(PROBLEM A):
Which lines in the records below contain the string "building"? Filter them out and list each one, treating uppercase and lowercase as different.

═══ PASSAGE PROVIDED ═══

The North Wales Society of Architects (NWSA; ; formerly the North Wales Architectural Society) is one of four branches of the Royal Society of Architects in Wales (RSAW). It was established in 1928 as an independent organisation, becoming a branch of the newly formed Society of Architects in Wales (as the RSAW was initially styled) in 1970 upon the restructuring of the Royal Institute of British Architects (RIBA).

The Society champions better buildings, communities and the environment through architecture and its members. As of 2014 it represented over 120 chartered architects in the region.

The RSAW is the Wales region of the RIBA. RSAW was granted Royal status by the Privy Council in 1994. The society are also members of the Architects Benevolent Society and provide advice for members in the North Wales area.

Events & publications

The Society is noted as being a particularly active branch of the RIBA and organises an annual series of well-attended building visits and lectures, usually held from early autumn through to late spring. In line with NWSA's ethos of promoting architecture to a wider audience, these events are open to non-members and all with an interest in design and architecture.

Visits have included the 2014 Stirling Prize-winning Everyman Theatre, Liverpool, Copper Kingdom, Amlwch, recipient of the RSAW Building of the Year 2014 and Cefn Castell, Criccieth, RSAW Small Project of the Year, 2015.

The society has previously jointly produced the journal, Architecture Wales, with their South Wales counterpart, and as the Chester & North Wales Architectural Society.

Governance

The Society is governed by its elected Council. Councillors are elected for a three-year term at the Society's Annual General Meetings and can serve a maximum of two consecutive terms. Council meets every two months and is led by the Society's President, who serves a maximum two-year term. There is no maximum term for the Society's Honorary Secretary and Honorary Treasurer offices.

═══ SUPPLIED RECORDS ═══

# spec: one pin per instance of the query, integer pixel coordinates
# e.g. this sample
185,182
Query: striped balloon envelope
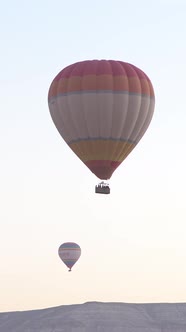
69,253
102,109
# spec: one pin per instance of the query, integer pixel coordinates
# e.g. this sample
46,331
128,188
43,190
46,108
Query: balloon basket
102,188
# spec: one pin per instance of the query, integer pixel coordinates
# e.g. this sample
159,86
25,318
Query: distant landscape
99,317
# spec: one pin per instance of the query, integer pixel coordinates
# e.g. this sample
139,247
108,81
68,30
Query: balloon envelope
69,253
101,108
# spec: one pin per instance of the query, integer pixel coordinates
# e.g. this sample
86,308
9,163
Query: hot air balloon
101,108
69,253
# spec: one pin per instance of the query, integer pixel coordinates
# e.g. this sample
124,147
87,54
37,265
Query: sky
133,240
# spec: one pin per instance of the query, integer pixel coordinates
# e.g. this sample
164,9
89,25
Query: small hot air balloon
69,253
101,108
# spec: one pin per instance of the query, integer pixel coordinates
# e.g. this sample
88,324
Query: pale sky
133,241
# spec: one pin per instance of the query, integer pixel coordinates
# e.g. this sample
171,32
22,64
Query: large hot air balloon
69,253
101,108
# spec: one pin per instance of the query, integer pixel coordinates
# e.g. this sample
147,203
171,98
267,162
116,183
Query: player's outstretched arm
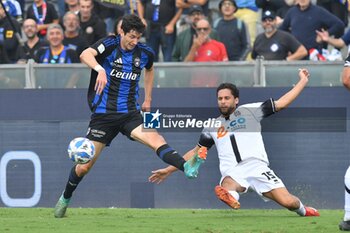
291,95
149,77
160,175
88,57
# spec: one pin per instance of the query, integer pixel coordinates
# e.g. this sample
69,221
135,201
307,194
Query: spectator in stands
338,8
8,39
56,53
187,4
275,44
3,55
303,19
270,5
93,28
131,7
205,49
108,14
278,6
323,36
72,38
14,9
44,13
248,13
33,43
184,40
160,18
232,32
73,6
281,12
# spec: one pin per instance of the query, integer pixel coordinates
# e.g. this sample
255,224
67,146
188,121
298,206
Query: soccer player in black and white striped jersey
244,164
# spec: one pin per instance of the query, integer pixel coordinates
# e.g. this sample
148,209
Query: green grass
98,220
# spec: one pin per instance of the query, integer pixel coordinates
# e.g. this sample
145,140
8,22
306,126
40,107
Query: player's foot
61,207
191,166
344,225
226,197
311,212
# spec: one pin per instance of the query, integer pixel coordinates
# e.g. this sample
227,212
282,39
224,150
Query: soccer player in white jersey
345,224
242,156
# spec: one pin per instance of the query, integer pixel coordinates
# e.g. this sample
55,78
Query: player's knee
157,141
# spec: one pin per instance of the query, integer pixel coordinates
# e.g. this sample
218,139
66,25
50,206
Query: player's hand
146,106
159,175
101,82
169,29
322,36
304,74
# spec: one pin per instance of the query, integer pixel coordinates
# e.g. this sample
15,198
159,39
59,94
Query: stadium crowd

═══
═══ SUPPLIED RECORDS ═══

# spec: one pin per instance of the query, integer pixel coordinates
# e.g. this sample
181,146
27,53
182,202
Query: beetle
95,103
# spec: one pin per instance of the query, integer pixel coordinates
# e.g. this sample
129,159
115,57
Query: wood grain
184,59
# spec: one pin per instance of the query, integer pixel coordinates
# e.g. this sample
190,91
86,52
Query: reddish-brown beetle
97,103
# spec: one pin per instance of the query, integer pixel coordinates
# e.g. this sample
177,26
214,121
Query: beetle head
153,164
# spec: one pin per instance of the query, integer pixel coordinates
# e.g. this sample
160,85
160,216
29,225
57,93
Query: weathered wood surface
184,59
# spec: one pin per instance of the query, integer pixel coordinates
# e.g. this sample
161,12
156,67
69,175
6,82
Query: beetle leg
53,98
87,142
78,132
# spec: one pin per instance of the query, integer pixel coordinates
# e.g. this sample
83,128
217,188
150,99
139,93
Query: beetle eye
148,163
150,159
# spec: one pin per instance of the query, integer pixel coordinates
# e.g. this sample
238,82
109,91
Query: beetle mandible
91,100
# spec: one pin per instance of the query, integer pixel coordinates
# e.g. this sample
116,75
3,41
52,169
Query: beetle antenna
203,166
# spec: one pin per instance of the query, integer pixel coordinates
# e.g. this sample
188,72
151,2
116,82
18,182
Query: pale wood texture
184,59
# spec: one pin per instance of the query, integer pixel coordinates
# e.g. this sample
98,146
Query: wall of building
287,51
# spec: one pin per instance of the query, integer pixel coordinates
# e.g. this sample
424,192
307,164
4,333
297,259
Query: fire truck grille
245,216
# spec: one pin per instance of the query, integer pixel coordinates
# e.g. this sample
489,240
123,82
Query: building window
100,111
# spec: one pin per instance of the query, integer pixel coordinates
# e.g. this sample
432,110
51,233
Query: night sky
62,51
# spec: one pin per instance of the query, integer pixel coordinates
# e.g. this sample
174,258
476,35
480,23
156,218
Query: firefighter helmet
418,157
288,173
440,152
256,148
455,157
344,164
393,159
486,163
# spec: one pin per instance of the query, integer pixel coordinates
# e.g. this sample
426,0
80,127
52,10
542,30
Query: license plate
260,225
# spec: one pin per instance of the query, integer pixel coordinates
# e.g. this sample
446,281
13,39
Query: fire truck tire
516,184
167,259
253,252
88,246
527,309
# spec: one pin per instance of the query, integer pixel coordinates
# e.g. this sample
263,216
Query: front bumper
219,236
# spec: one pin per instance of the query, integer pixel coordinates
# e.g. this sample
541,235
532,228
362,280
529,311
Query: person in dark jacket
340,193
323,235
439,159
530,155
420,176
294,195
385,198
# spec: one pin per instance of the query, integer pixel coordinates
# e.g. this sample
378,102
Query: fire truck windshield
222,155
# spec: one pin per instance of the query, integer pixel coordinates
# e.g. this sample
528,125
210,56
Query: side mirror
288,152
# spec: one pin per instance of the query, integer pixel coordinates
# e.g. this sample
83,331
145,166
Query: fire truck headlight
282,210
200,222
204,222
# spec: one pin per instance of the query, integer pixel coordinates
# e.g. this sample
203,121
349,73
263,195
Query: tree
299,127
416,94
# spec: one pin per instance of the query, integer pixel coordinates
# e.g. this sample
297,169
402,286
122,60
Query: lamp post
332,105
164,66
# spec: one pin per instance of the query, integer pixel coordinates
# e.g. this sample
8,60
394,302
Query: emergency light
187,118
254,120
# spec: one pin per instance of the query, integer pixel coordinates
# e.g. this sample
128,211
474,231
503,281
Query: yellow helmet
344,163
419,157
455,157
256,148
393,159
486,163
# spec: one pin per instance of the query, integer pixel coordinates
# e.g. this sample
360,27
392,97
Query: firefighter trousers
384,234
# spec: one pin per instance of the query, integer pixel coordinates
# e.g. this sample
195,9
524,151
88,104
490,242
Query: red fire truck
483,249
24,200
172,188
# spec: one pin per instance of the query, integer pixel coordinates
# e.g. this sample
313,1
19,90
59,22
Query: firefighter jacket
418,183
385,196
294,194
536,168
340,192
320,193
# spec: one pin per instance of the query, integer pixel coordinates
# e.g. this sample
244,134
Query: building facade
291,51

═══
═══ SUPPLIED RECORDS ═══

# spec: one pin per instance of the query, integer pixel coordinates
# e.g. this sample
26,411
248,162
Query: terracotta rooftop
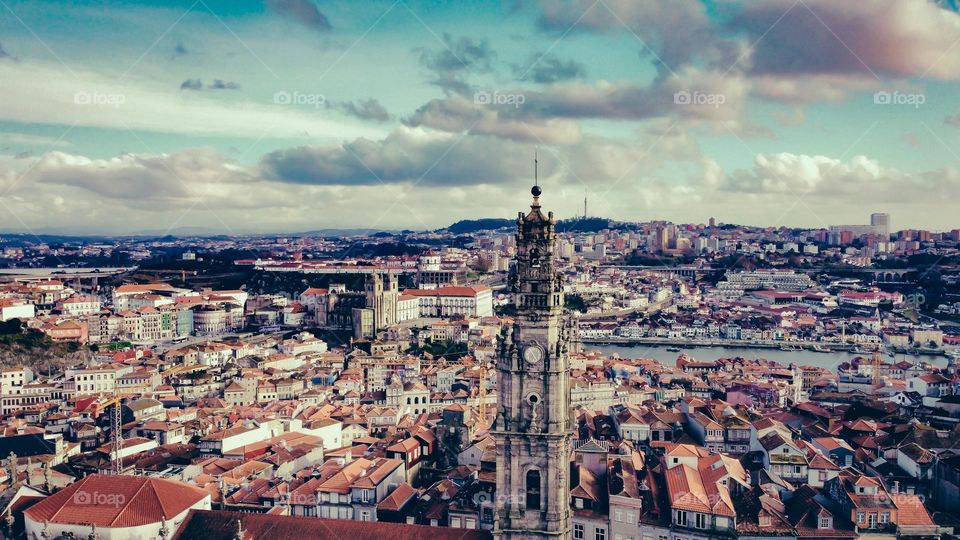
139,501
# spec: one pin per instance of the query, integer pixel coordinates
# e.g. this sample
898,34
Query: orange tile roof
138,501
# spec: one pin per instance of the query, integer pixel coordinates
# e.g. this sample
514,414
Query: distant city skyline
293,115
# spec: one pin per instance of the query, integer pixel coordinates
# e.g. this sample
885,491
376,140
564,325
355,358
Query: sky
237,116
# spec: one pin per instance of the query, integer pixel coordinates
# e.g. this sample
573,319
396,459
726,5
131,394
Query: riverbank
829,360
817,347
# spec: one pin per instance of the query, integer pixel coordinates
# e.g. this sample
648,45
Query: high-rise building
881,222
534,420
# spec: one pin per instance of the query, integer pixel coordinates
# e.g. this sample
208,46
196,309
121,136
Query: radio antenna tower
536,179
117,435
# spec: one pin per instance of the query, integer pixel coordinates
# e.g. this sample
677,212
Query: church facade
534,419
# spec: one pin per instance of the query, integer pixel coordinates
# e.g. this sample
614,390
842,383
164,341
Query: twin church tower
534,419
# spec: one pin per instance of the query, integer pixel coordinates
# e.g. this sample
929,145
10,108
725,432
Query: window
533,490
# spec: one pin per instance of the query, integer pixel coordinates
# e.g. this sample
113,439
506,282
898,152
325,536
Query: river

═══

(PROBLEM B):
Can you reproduce the text about the North Wales Society of Architects from "The North Wales Society" up to and including "in the region."?

(CORRECT ANSWER A):
Query: wall of building
Query: building window
Query: building facade
Query: high-rise building

(CORRECT ANSWER B):
The North Wales Society of Architects (NWSA; ; formerly the North Wales Architectural Society) is one of four branches of the Royal Society of Architects in Wales (RSAW). It was established in 1928 as an independent organisation, becoming a branch of the newly formed Society of Architects in Wales (as the RSAW was initially styled) in 1970 upon the restructuring of the Royal Institute of British Architects (RIBA).

The Society champions better buildings, communities and the environment through architecture and its members. As of 2014 it represented over 120 chartered architects in the region.